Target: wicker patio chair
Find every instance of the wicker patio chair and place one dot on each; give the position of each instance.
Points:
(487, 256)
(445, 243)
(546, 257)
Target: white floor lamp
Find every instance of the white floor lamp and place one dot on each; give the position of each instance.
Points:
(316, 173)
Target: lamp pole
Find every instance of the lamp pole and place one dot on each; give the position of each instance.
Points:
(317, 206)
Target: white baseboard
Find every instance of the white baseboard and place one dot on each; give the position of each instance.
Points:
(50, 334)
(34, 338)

==

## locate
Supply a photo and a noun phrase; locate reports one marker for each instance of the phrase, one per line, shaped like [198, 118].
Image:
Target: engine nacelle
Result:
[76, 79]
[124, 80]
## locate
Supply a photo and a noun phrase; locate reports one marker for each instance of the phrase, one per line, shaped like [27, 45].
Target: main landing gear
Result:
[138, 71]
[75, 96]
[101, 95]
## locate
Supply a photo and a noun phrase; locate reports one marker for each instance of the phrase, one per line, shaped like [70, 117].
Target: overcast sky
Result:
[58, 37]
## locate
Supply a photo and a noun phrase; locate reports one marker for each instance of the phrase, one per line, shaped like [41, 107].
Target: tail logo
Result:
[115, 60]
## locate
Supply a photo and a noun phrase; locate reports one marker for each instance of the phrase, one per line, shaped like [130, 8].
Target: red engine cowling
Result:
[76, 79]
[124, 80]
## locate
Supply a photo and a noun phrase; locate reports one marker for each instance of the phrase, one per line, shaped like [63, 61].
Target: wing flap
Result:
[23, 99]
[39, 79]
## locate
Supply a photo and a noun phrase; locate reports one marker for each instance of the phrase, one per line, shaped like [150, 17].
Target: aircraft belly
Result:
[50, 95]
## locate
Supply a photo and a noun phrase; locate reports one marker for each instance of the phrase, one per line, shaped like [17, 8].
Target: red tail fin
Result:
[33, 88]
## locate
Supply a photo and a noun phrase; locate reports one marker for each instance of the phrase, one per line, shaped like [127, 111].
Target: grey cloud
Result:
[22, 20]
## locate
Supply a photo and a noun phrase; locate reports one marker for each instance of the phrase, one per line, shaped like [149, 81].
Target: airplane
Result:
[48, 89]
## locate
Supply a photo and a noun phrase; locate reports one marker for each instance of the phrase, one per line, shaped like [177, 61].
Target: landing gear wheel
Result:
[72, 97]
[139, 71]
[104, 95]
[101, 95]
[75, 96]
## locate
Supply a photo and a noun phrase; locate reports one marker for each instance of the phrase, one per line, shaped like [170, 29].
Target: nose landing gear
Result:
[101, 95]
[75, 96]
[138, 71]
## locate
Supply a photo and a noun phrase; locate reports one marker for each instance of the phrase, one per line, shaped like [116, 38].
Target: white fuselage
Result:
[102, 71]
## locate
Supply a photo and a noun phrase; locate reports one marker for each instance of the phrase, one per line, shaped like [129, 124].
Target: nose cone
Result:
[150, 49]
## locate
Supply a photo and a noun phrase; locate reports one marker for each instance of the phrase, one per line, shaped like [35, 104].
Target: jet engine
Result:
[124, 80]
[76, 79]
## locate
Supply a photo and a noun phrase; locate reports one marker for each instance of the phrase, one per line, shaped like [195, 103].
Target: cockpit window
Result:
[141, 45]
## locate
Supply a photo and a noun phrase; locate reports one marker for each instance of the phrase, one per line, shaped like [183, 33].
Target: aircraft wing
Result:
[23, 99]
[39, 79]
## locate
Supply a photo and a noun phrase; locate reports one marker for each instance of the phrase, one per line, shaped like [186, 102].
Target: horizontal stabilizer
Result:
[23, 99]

**PROBLEM DESCRIPTION:** When the line with "Target: wicker patio chair" is reached in the data above, begin copying, and stop after the line with "Target: white floor lamp"; copy each line exactly, both ends included.

**WRITTEN ANSWER:**
Target: wicker patio chair
Find every instance of the wicker patio chair and place one dot on each; give the position of each instance.
Points:
(487, 256)
(445, 243)
(546, 257)
Target: white floor lamp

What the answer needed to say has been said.